→ **Records for the task**:
>> BEGIN

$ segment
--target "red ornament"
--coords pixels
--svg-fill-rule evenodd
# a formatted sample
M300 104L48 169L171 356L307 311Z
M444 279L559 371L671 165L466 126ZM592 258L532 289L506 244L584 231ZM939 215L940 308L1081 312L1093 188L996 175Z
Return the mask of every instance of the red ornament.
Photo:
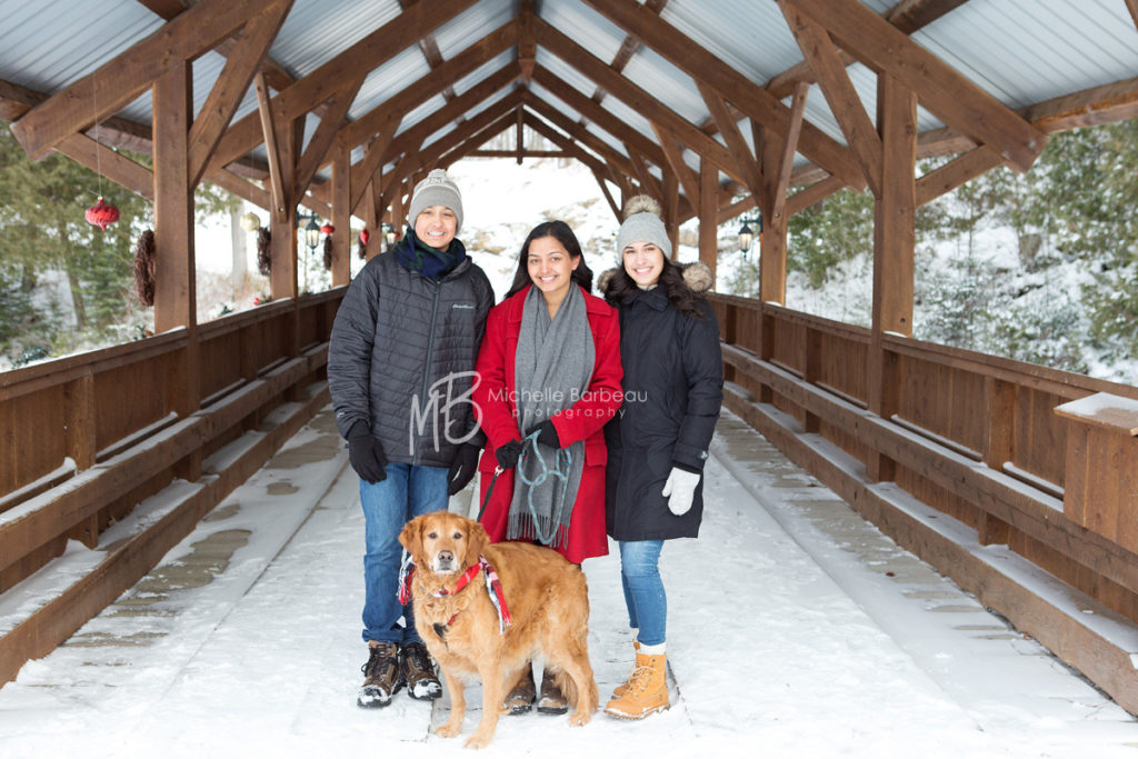
M114 224L118 221L118 208L116 206L108 206L99 198L99 201L86 209L84 214L88 223L94 224L104 232L107 231L107 226Z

>> END

→ **Goal**: Reproduce all of the records above line for line, leaving out the pictures.

→ **Written answer**:
$ segment
--target "red ornament"
--coords pixels
--svg-fill-rule evenodd
# a formatted sample
M300 104L48 169L171 356L307 311Z
M444 279L559 371L671 165L466 126ZM592 258L532 289L506 244L584 231ZM939 215L940 308L1081 312L1093 188L996 175Z
Return the mask of every instance of the red ornament.
Photo:
M114 224L118 221L118 208L116 206L108 206L99 198L99 201L86 209L84 214L88 223L94 224L104 232L107 231L107 226Z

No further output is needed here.